- TASK DIRECTIONS
Lay out the records below as a Markdown table with the columns Number and Record line. Give each line its own numbered row, and skip any blank lines.

- WORKING DATA
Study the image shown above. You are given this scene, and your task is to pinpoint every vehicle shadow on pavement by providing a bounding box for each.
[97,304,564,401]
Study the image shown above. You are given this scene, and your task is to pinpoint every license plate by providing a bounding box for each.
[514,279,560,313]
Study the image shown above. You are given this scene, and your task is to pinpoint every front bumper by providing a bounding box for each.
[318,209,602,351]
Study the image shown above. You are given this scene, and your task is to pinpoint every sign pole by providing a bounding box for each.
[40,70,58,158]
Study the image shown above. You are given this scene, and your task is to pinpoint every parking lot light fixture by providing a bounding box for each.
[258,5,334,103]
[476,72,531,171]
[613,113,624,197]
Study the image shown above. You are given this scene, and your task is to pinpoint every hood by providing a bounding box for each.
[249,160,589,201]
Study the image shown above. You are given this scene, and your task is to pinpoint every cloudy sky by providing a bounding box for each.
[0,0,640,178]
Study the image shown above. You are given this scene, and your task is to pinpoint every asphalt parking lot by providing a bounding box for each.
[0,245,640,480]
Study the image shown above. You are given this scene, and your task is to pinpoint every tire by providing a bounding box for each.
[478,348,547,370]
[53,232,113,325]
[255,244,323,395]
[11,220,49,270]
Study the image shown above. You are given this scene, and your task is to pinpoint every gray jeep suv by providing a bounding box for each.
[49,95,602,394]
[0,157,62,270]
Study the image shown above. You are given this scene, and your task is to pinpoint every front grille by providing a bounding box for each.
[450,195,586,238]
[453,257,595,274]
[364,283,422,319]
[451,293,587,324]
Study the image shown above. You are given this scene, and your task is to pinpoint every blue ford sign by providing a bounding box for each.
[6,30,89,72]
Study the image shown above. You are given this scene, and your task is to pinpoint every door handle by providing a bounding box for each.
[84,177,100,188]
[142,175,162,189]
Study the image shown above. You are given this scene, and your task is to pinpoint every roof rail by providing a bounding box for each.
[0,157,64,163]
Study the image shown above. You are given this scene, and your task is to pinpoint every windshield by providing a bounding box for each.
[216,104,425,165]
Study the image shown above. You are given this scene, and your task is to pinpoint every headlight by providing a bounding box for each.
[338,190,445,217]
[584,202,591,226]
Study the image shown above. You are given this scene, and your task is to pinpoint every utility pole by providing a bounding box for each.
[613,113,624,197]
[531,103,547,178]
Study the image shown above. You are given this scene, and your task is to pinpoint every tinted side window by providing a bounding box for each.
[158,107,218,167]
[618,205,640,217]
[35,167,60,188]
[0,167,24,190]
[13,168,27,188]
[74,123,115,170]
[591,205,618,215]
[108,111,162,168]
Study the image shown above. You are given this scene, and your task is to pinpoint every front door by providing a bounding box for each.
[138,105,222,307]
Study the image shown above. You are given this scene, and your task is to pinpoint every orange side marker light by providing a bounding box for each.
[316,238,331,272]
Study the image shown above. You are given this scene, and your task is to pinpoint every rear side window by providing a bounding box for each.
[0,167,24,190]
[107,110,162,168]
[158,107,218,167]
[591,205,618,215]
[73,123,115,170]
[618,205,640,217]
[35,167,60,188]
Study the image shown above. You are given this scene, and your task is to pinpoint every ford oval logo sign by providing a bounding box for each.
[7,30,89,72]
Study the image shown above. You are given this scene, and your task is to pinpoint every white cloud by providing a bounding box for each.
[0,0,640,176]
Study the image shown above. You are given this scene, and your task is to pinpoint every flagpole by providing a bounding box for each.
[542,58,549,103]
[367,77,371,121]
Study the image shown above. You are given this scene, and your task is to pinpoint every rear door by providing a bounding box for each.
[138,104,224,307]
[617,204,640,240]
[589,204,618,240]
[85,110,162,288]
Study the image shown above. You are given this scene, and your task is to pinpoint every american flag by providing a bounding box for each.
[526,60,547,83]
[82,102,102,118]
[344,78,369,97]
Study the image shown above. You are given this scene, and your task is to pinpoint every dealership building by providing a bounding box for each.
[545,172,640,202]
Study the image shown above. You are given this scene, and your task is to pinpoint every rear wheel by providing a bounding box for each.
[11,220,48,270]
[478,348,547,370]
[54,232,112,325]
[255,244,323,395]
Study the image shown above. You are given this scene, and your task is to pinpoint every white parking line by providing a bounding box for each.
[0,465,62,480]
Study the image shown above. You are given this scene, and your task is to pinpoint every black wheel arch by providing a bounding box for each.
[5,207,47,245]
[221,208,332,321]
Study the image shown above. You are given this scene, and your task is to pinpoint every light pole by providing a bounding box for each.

- RESULT
| Number | Record line |
|---|---|
| 1 | Study the image shown above. You are given this scene, and your task is to pinpoint every vehicle shadow on pavement by providing a bounding box for each. |
| 2 | [97,304,564,401] |
| 3 | Study the image shown above. You are given this scene, and your task is to pinpoint every license plate by providing a bounding box for each. |
| 4 | [514,279,560,313] |
| 5 | Study the image shown above. You are given this scene, and your task is to pinpoint every front bumper by providing a bounding box for each. |
| 6 | [318,209,602,351] |
| 7 | Study the image shown above. You are given this scene, and your task is to pinpoint every sign pole by providing a bounding box for each. |
| 8 | [40,70,58,158] |
| 9 | Study the image shown above. You are given this scene, and your task is to pinpoint every parking lot light fixture by providing a bounding box for each. |
| 10 | [258,5,334,103] |
| 11 | [476,72,531,171] |
| 12 | [613,113,624,197] |
| 13 | Study the image shown above. You are given this scene, and your task is to pinpoint every hood by providing a bounding box for each. |
| 14 | [249,160,589,201] |
| 15 | Study the image shown above. You are given this scene, and your task is to pinpoint every cloudy sky by providing a bounding box for each. |
| 16 | [0,0,640,178] |
| 17 | Study the image shown above. You are given this scene, and your task is to pinpoint every asphalt parking lot by providing a bounding box for each. |
| 18 | [0,245,640,480] |
| 19 | Study the image shown above. You are given this scene, and your task is to pinpoint every tire by providing a bounding box for each. |
| 20 | [478,348,547,370] |
| 21 | [53,232,113,325] |
| 22 | [255,244,323,395] |
| 23 | [11,220,49,270] |
| 24 | Study the image shown above. You are given this scene, and your task is to pinpoint every gray jeep suv by providing a bounding box for each. |
| 25 | [49,95,602,394] |
| 26 | [0,157,62,270] |
| 27 | Study the image shown above. You are given this scene, and your task is to pinpoint every front grille by providing a bounding box for each. |
| 28 | [450,195,586,238] |
| 29 | [453,257,595,274] |
| 30 | [364,283,422,319] |
| 31 | [451,293,587,324] |
| 32 | Study the image shown above. You are given this scene, and your task is to pinpoint every blue ford sign by providing a bounding box for each. |
| 33 | [6,30,89,72] |
| 34 | Study the image shown above. You are given this scene, and your task is to pinpoint every door handle by providing a bounding box for each. |
| 35 | [84,177,100,188] |
| 36 | [142,175,162,189] |
| 37 | Study the image shown above. You are given this scene, and your task is to pinpoint every roof rail by providing a bounding box for each. |
| 38 | [0,157,64,163] |
| 39 | Study the image shown above. You are given this scene, and your task is to pinpoint every windshield by providing a bounding box for each. |
| 40 | [216,104,425,165] |
| 41 | Study the image shown above. You are given this scene, and your task is to pinpoint every headlight by providing a bounding box for each. |
| 42 | [338,190,445,217] |
| 43 | [584,202,591,226] |
| 44 | Study the image shown above. You are given this scene, and your task is to pinpoint every utility pole by providing a bounding box for each. |
| 45 | [613,113,624,197] |
| 46 | [531,103,547,178] |
| 47 | Study the image shown above. You are given this scene, and your task is to pinpoint every tinted side window by providing a bounding box for each. |
| 48 | [158,107,218,167] |
| 49 | [618,205,640,217] |
| 50 | [35,167,60,188] |
| 51 | [0,167,24,190] |
| 52 | [13,168,27,188] |
| 53 | [74,123,115,170] |
| 54 | [591,205,618,215] |
| 55 | [108,111,162,168] |
| 56 | Study the image shown above. You are given this scene, and your task is to pinpoint every front door by providing a bounding box for each. |
| 57 | [138,105,222,307] |
| 58 | Study the image shown above. You are given this scene, and your task is to pinpoint every orange side marker light by providing a bounding box for each. |
| 59 | [316,238,331,272] |
| 60 | Study the image shown above. You are given this scene, and your task is to pinpoint every rear side window by providing a bounding box for each. |
| 61 | [0,167,24,190] |
| 62 | [107,110,162,168] |
| 63 | [158,107,218,167] |
| 64 | [591,205,618,215] |
| 65 | [73,123,115,170] |
| 66 | [618,205,640,217] |
| 67 | [35,167,60,188] |
| 68 | Study the image shown above. You are given this scene, and your task is to pinpoint every ford oval logo sign by providing a bounding box for each. |
| 69 | [7,30,89,72] |
| 70 | Study the image shown above. You are given this scene, and your task is to pinpoint every white cloud by providing a bounding box for each. |
| 71 | [0,0,640,176] |
| 72 | Study the image shown above. You are given this scene, and your task is to pinpoint every flagpole by providing a bounding box for each. |
| 73 | [542,58,549,103] |
| 74 | [367,77,371,121] |
| 75 | Study the image shown above. You are given this scene, and your task is to pinpoint every rear door by providing a bounding box for each. |
| 76 | [138,104,224,307] |
| 77 | [617,204,640,240] |
| 78 | [589,204,618,240] |
| 79 | [85,110,162,288] |
| 80 | Study the image shown above. You are given this scene, and your task is to pinpoint every american flag by providing a bounding box for each. |
| 81 | [526,60,547,83] |
| 82 | [82,102,102,118] |
| 83 | [344,78,369,97] |
| 84 | Study the image shown above. You are given this scene, and your task is to pinpoint every dealership building by providing a bounding box for each. |
| 85 | [545,172,640,202] |
| 86 | Study the image shown above. You are given this scene, and your task is to pinpoint every rear wheel by providing a bounding box for each. |
| 87 | [11,220,48,270] |
| 88 | [478,348,547,370] |
| 89 | [54,232,112,325] |
| 90 | [255,244,323,395] |
| 91 | Study the image shown above. You are given this scene, and your task is to pinpoint every white parking line by providing a bounding box for each. |
| 92 | [0,465,62,480] |
| 93 | Study the image shown above. You are given this scene, and your task is to pinpoint every black wheel arch by providing a bounding box for each. |
| 94 | [5,207,47,245] |
| 95 | [221,208,332,321] |
| 96 | Study the image shown above. You are given this scene, and your task is to pinpoint every light pole by providing a bounding box for each. |